▶ [Passage]:
:::

# Need 3rd enclosure & who should go where



## Predatorhousepet (Jan 8, 2018)

(I've been lurking for a while but this is my first actual post, so I just want to say hi to everyone.)

Anyway, I have 2 well-established planted Exo Terra nano terrariums with isopods living in the substrate, one 8x8x12 and the other 8x8x8 that I had intended to eventually house a Hierodula membranacea and a Ghost Mantis once they grew large enough to leave their deli cups. However, I spontaneously bought another Ghost Mantis nymph and an Orchid Mantis nymph so now I'm going to need another enclosure eventually. (Right now all 4 are around L2/L3 size so I want to wait for at least another molt or two before they go in their final enclosures.)

I want to put the two Ghosts together in one terrarium, and of course the Orchid &amp; Hierodula will go in separate terrariums. I want to get another Exo Terra to match the other two I already have but I am unsure which size would be best, I was considering getting another 8x8x12 or a 12x12x18 for the Hierodula. I'm thinking the larger 12x12x18 size would be better when it is full grown but is it going to be too big for an L3/L4? I know Hierodulas are fairly agressive and will chase down prey so maybe it will do ok in the larger terrarium, idk. If I go with the 8x8x12 instead is that going to be ok for it as an adult? I've read they grow up to 4" and that seems like the bare minimum size it would need. HOWEVER, this is going to be a planted terrarium so the substrate takes a couple inches off of the available height, giving it more like 9.5" to 10" of airspace. Because of this I am fairly convinced the 12x12x18 is the better choice but let me know what you think.

:::

▶ [Dataset records]:

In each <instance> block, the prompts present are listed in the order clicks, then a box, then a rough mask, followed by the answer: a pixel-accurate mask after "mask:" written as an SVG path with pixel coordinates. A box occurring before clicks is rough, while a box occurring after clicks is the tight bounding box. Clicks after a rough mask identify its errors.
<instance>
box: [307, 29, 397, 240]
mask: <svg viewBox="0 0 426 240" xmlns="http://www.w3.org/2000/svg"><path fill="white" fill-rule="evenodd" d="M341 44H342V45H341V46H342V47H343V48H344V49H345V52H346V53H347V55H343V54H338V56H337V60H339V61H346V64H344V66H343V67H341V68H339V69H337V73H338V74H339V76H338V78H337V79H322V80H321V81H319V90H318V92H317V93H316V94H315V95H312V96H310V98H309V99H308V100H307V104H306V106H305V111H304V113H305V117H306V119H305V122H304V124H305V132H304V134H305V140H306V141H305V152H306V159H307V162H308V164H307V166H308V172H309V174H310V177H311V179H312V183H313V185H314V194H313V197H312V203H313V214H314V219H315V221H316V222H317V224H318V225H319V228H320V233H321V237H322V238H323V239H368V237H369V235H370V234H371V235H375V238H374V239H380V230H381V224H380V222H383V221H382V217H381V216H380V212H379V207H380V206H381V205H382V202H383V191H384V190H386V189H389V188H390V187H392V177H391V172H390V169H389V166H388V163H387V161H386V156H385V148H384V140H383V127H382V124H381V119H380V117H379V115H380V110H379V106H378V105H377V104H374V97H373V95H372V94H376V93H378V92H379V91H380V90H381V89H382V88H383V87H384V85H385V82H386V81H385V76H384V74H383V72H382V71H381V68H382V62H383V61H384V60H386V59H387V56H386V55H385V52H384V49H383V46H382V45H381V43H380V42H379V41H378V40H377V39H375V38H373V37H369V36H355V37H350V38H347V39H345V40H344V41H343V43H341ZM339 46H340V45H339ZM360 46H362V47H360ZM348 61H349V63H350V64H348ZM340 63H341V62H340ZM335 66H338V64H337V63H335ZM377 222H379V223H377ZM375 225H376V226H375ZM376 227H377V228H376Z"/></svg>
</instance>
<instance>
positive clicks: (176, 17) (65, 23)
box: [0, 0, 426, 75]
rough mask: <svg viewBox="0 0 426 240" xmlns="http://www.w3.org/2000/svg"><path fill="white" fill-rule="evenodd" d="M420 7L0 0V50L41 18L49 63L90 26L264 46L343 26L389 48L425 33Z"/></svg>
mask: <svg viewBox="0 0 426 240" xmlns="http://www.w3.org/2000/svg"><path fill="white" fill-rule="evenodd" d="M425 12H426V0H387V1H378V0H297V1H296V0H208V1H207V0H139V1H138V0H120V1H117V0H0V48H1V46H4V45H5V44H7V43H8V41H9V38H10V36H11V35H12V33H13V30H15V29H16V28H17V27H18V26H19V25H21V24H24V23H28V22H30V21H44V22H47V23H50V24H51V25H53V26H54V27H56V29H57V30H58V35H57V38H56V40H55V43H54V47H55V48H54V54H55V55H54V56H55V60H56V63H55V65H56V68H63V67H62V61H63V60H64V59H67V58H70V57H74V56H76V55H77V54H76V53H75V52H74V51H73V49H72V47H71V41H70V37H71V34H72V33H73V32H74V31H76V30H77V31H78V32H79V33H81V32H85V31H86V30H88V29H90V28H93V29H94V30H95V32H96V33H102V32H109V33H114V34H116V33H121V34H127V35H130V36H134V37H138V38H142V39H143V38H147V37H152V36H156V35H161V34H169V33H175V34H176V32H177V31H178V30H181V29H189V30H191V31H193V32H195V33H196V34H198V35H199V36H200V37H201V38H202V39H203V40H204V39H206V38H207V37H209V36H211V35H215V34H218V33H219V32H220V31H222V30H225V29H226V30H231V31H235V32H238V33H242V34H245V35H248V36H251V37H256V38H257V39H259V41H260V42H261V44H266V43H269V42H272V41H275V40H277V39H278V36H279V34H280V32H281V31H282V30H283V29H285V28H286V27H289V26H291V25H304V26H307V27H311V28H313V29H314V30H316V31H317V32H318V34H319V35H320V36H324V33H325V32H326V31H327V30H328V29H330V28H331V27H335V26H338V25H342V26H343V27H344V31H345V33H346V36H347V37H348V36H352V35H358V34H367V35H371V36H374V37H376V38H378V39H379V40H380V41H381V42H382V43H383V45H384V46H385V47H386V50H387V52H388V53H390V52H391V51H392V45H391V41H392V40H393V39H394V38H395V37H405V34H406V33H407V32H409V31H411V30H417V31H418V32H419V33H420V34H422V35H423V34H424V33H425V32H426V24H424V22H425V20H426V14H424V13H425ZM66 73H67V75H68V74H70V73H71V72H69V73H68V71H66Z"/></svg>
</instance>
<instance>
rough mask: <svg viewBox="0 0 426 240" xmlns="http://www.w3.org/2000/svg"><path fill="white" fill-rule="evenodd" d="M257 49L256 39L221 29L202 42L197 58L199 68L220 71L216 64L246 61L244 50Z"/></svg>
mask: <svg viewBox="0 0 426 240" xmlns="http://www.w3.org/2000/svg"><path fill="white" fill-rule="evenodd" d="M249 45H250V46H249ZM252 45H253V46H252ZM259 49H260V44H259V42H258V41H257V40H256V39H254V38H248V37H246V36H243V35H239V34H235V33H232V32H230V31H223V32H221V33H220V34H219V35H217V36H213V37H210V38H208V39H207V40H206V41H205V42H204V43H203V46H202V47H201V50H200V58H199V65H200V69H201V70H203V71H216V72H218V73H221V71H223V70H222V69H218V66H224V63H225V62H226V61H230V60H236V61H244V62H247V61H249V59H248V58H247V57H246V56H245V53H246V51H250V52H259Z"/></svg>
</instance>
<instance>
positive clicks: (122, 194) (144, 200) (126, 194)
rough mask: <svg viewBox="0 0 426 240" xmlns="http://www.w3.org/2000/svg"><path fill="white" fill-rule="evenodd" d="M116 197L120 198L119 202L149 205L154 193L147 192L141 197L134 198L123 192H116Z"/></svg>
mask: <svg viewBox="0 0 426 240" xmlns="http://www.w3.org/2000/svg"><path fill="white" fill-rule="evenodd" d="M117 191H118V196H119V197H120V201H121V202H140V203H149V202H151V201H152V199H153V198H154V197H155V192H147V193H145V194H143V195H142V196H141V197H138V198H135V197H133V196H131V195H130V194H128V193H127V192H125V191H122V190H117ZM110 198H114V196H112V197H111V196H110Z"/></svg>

:::

▶ [Questions on the material]:
1. Quote the forum thread about mantis enclosures word for word, in full.
2. Print the listing from its first line through the line containing "box: [307, 29, 397, 240]", exactly as it appears.
The listing is unrelated to the forum thread about mantis enclosures.

▶ [Answers below]:
1.
# Need 3rd enclosure & who should go where



## Predatorhousepet (Jan 8, 2018)

(I've been lurking for a while but this is my first actual post, so I just want to say hi to everyone.)

Anyway, I have 2 well-established planted Exo Terra nano terrariums with isopods living in the substrate, one 8x8x12 and the other 8x8x8 that I had intended to eventually house a Hierodula membranacea and a Ghost Mantis once they grew large enough to leave their deli cups. However, I spontaneously bought another Ghost Mantis nymph and an Orchid Mantis nymph so now I'm going to need another enclosure eventually. (Right now all 4 are around L2/L3 size so I want to wait for at least another molt or two before they go in their final enclosures.)

I want to put the two Ghosts together in one terrarium, and of course the Orchid &amp; Hierodula will go in separate terrariums. I want to get another Exo Terra to match the other two I already have but I am unsure which size would be best, I was considering getting another 8x8x12 or a 12x12x18 for the Hierodula. I'm thinking the larger 12x12x18 size would be better when it is full grown but is it going to be too big for an L3/L4? I know Hierodulas are fairly agressive and will chase down prey so maybe it will do ok in the larger terrarium, idk. If I go with the 8x8x12 instead is that going to be ok for it as an adult? I've read they grow up to 4" and that seems like the bare minimum size it would need. HOWEVER, this is going to be a planted terrarium so the substrate takes a couple inches off of the available height, giving it more like 9.5" to 10" of airspace. Because of this I am fairly convinced the 12x12x18 is the better choice but let me know what you think.

2.
In each <instance> block, the prompts present are listed in the order clicks, then a box, then a rough mask, followed by the answer: a pixel-accurate mask after "mask:" written as an SVG path with pixel coordinates. A box occurring before clicks is rough, while a box occurring after clicks is the tight bounding box. Clicks after a rough mask identify its errors.
<instance>
box: [307, 29, 397, 240]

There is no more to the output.